From reformed emo punks My Chemical Romance and veteran art punks The Tubes to pop princess Ariana Grande and hair metal jam band Hookers & Blow, here are 12 of the best music shows in Los Angeles this week.

fri 12/20

Credit: Timothy Norris

My Chemical Romance (Timothy Norris)

My Chemical Romance 


The news that My Chemical Romance were reuniting was met with fever pitch excitement from the ’00s emo-punk fans that are most likely all grown up and out there in the real world now. So it’s no surprise that this solitary L.A. date sold out fast. Still, it’s an important event for many so it’s worth talking about (and you can probably find a ticket on the secondary market for the price of a small island). Frontman Gerard Way released a solo album in 2014, but of late he’s been far more busy working on his comic books, notably the excellent The Umbrella Academy series that was turned into an equally excellent Netflix series. But rest assured, by the time the band hits the stage at the Shrine, they’ll all be ready. —Brett Callwood

Eric Bellinger 


Is Eric Bellinger the King of R&B? He thinks so. The Compton native has been in the music industry for quite some time, penning hits for artists like Chris Brown, Usher, Justin Beiber and many more. In 2014, he even took home a Grammy win for his work on Chris Brown’s F.A.M.E. Fast forward to 2019, he’s focused more than ever on his own artistry, proving he has the voice,  the look, the talents and the personality to hail as one of the greatest to ever do it. With each release, Eric lays his heart on his sleeve. His lyrics are filled with love and romance, two things we appreciate most in his craft. Now, he takes the stage at The Fonda to perform the classics, along with cuts from his most recent album, Saved by the Bellinger. —Shirley Ju

(Courtesy of The Tubes)

The Tubes 


Art rock? Punk? New Wave? Glam-punk? Call The Tubes what you will, but since the release of the 1975 self-titled debut album, they’ve put outta string of excellent records that have straddled genre lines and belittled expectations. That debut included the iconic “White Punks on Dope,” though “Don’t Touch Me There” from the sophomore Young and Rich the following year rivals it when it comes to their best song. That said, their most recent release was Mondo Birthmark in 2009, and that was an album of demos and rarities. The last studio album was 1996’s Genius of America, so we’re about due. No doubt we’ll get all the hits at the Whisky. Jimmy Richardson also plays. —Brett Callwood

sat 12/21 

Adam Lambert

Adam Lambert (Hannah Verbeure)

* **TASK INSTRUCTIONS**:
1) In the Los Angeles music listing, what is the title of Eric Bellinger's most recent album?
2) Extend the Los Angeles music listing, starting after its final line.

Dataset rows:

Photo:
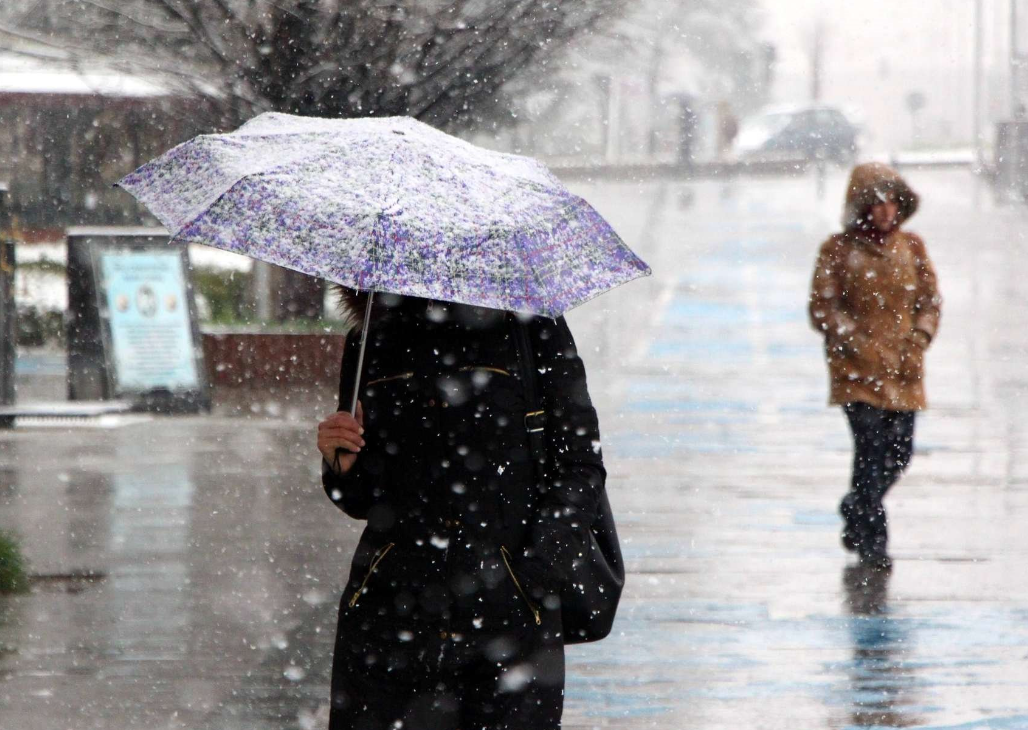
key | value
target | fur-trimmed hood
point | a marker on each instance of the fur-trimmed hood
(871, 183)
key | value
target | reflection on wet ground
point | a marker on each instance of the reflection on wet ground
(223, 561)
(883, 681)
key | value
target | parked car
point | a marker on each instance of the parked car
(806, 133)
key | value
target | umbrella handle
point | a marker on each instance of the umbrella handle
(360, 357)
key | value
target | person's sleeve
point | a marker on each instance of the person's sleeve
(928, 303)
(828, 315)
(575, 476)
(352, 491)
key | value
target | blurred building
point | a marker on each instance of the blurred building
(68, 132)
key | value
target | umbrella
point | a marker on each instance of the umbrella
(389, 205)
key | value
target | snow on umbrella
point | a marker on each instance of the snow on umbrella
(389, 205)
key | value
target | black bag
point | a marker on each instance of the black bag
(589, 600)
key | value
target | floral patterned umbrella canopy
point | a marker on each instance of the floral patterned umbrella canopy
(389, 205)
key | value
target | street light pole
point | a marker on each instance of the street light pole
(1015, 61)
(977, 112)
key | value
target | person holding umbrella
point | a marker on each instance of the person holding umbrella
(875, 300)
(466, 437)
(451, 613)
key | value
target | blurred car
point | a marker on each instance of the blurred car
(807, 133)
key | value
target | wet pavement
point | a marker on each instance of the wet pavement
(219, 561)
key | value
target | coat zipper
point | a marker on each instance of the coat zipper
(535, 612)
(402, 375)
(374, 563)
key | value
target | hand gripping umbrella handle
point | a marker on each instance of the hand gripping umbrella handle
(360, 357)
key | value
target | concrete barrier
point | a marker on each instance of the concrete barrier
(255, 359)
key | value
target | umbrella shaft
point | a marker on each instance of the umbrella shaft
(360, 357)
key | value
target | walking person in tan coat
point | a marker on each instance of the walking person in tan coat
(875, 299)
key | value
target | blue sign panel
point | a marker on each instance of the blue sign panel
(148, 313)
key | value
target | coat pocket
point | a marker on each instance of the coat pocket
(379, 554)
(505, 553)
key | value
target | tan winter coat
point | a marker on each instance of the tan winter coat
(875, 300)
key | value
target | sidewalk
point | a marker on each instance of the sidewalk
(218, 606)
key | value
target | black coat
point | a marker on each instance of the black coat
(460, 536)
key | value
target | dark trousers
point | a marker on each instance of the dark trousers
(883, 444)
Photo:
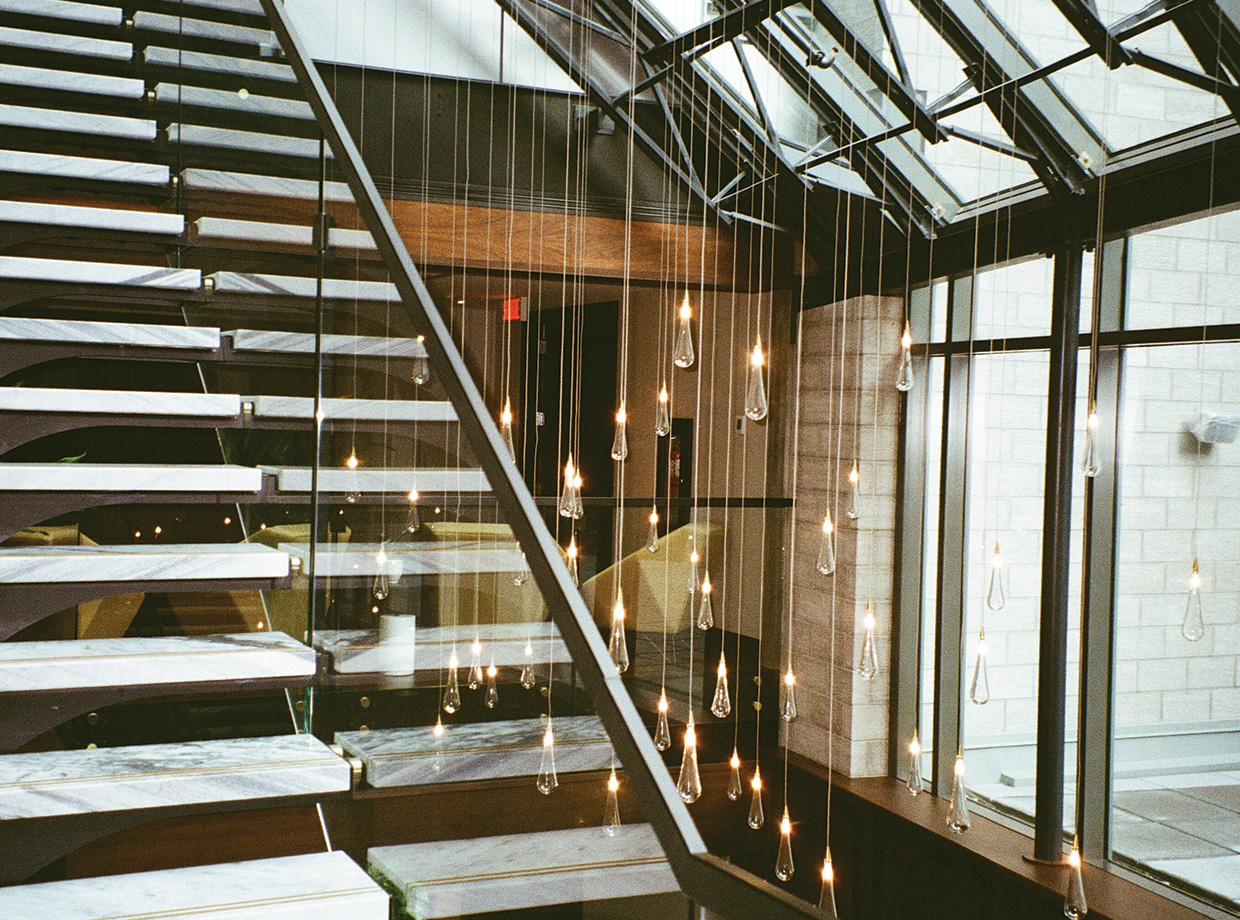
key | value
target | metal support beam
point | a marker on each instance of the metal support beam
(703, 877)
(1048, 813)
(719, 30)
(1084, 17)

* **ANSWERS FOR THE EXERCISE**:
1) Saved by the Bellinger

2)
Adam Lambert


Adam Lambert has been touring the world and making a whole bunch of new friends as the de facto singer with Queen. Following the success of the Bohemian Rhapsody biopic, the world was clamoring for Queen in whichever form they could get, and Lambert did a sublime job of filling the giant gap left by the legendary Freddie Mercury. But Lambert is also a successful solo artist who has sold over three million albums and five million singles in the past decade. He has a new album, Velvet: Side B, on the way, no doubt another collection of flamboyant glam-pop gems which will please the thousands of glamberts out there. Lambert is perfect for Queen, but he can more than cut it on his own too. —Brett Callwood

The Joy Formidable 


Welsh alternative rock band The Joy Formidable wowed the masses recently at The Cure’s enormous Pasadena Daydream festival, and now they’re back to offer up a full set of their own. The band formed in 2007 out of the ashes of Tricky Nixon, a band which later evolved into Sidecar Kisses. The Joy Formidable now has four studio albums under their collective belts, the most recent of which is 2018’s AAARTH, named after an exaggerated version of the Welsh word for “bear.” Judging by what we heard at Pasadena Daydream, that material sits comfortably alongside stuff from the The Big Roar debut, plus Wolf’s Law and Hitch. Twen also play. —Brett Callwood

Natalie Gelman (Matt Lingo)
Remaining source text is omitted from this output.